(Point labeling data based on photos)
◇ ◇ ◇ ◇

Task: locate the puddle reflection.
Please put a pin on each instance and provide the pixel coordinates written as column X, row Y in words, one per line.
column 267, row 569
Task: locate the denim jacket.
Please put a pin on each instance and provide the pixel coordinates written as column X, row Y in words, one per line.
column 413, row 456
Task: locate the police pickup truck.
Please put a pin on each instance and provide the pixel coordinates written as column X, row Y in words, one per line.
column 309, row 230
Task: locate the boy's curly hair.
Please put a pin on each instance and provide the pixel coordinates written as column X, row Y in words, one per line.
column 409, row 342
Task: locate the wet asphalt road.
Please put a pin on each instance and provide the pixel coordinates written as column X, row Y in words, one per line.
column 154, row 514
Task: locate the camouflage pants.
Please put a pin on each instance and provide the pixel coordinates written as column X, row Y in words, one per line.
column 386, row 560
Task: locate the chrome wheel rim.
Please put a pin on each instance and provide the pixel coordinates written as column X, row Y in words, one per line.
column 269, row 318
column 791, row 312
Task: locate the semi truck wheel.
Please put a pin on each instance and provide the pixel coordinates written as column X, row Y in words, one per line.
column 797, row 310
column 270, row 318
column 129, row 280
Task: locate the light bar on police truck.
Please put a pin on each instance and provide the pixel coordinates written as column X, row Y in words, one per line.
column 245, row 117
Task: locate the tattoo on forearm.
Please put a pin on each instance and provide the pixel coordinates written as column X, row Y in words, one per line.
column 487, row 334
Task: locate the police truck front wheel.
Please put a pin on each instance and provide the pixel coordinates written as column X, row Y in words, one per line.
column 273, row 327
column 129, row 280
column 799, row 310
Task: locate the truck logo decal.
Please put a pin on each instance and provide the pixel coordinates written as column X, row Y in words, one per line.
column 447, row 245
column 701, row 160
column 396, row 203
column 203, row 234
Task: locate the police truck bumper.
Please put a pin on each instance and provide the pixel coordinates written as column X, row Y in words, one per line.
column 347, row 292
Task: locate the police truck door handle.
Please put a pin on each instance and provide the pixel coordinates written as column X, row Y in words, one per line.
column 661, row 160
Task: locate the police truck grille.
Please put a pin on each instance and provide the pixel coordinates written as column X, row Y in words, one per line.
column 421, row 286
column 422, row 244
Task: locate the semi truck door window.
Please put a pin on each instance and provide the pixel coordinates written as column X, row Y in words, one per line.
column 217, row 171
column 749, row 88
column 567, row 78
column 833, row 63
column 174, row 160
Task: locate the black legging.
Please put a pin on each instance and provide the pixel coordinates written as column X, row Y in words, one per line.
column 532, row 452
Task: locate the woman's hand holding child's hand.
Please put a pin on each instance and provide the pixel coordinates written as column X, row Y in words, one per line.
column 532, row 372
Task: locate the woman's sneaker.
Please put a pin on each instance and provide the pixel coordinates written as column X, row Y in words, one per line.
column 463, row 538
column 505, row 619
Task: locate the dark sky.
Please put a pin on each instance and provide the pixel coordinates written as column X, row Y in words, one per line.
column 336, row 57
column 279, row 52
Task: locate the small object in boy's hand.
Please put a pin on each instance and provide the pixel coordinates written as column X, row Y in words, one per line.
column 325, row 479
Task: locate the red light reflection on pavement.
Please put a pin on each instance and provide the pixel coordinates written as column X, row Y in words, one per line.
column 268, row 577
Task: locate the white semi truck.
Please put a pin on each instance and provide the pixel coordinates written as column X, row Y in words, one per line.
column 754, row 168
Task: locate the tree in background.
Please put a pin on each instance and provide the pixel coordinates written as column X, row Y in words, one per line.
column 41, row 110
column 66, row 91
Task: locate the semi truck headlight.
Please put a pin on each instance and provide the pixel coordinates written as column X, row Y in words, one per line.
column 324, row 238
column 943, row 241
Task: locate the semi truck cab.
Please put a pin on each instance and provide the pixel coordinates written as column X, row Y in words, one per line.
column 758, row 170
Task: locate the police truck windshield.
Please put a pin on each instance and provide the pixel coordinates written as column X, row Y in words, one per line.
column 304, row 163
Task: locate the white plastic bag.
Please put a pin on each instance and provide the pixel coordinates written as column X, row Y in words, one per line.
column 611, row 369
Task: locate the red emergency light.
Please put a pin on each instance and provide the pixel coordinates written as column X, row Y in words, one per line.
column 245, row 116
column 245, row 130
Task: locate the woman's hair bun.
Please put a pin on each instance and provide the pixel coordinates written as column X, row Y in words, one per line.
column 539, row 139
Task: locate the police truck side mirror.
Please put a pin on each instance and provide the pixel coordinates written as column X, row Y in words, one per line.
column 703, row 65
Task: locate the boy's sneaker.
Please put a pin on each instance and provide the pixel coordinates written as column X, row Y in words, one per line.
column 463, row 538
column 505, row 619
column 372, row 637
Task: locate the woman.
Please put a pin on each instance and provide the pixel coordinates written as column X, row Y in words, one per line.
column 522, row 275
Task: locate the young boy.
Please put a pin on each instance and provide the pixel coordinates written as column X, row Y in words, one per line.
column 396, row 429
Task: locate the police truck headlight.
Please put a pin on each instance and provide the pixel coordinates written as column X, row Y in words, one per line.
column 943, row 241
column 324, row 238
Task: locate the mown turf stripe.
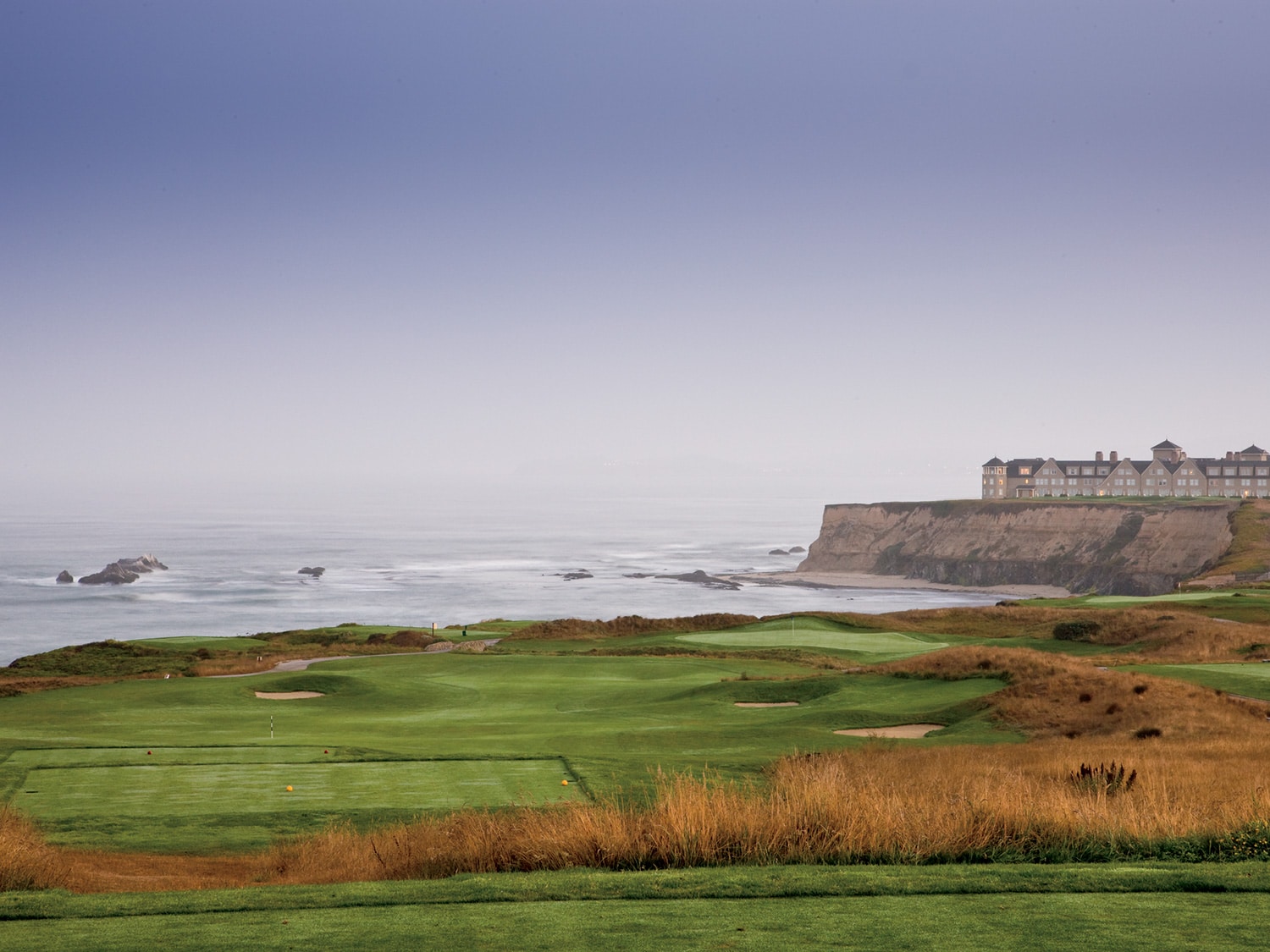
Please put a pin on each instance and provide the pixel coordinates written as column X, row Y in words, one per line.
column 731, row 883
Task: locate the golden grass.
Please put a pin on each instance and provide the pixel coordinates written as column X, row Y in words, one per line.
column 871, row 804
column 25, row 861
column 1054, row 696
column 1203, row 777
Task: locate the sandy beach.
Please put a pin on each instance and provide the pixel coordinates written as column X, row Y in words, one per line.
column 863, row 581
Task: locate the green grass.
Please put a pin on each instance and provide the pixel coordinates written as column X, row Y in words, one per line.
column 1251, row 680
column 216, row 777
column 1132, row 906
column 818, row 634
column 192, row 642
column 78, row 805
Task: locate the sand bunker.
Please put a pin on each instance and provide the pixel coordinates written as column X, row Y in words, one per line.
column 899, row 730
column 766, row 703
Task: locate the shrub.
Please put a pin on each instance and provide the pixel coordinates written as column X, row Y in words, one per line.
column 1079, row 630
column 1250, row 842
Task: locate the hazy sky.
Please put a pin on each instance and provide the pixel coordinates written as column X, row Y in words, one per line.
column 848, row 248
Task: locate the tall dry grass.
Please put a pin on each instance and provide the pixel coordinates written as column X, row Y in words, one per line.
column 1056, row 696
column 25, row 861
column 866, row 805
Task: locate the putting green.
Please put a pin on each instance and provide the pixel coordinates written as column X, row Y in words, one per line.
column 817, row 632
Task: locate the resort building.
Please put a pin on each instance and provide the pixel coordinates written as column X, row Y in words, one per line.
column 1168, row 472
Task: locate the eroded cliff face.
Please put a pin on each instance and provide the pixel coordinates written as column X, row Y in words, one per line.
column 1109, row 548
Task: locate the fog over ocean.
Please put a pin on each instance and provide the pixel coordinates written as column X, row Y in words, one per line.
column 233, row 570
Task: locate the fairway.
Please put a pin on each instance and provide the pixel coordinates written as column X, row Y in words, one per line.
column 820, row 634
column 1251, row 680
column 190, row 763
column 1185, row 906
column 173, row 790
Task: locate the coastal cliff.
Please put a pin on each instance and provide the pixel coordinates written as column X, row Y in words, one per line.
column 1142, row 548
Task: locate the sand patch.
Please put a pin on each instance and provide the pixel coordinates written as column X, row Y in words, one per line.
column 899, row 730
column 766, row 703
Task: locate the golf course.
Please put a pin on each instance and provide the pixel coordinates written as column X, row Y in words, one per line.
column 652, row 771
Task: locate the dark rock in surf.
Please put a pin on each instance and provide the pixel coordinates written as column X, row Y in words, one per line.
column 700, row 578
column 124, row 571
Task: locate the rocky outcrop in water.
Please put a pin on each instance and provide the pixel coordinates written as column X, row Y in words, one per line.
column 124, row 571
column 700, row 578
column 1143, row 548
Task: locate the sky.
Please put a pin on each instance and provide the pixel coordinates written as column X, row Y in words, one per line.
column 841, row 249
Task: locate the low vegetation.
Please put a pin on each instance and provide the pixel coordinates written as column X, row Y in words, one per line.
column 572, row 629
column 594, row 751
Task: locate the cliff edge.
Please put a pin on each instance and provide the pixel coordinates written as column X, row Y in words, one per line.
column 1124, row 548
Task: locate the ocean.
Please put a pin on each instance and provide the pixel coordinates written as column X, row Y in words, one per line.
column 449, row 559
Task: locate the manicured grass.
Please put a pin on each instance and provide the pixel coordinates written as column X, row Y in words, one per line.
column 1251, row 680
column 818, row 634
column 68, row 801
column 1129, row 601
column 1147, row 906
column 216, row 777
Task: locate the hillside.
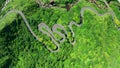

◇ ◇ ◇ ◇

→ Objective: Swap "resort building" for "hotel building" in the entries from the line with "Task: locate the tall dry grass." to the line with "column 1109, row 548", and reproduce only those lines with everything else unchanged.

→ Exercise answer:
Task: locate the tall dry grass.
Please put a pin on each instance and provide the pixel coordinates written as column X, row Y in words, one per line.
column 1056, row 696
column 25, row 861
column 866, row 805
Task: locate the putting green.
Please put a pin on each instance and provide the pixel coordinates written as column X, row Y in words, one per line.
column 817, row 632
Task: locate the hotel building.
Please put a pin on each instance and provide the pixel coordinates written as column X, row Y in words, one per line.
column 1168, row 472
Task: locate the eroded cliff face.
Please put a pin on each instance and provide the pixel coordinates written as column X, row Y in words, one per line.
column 1109, row 548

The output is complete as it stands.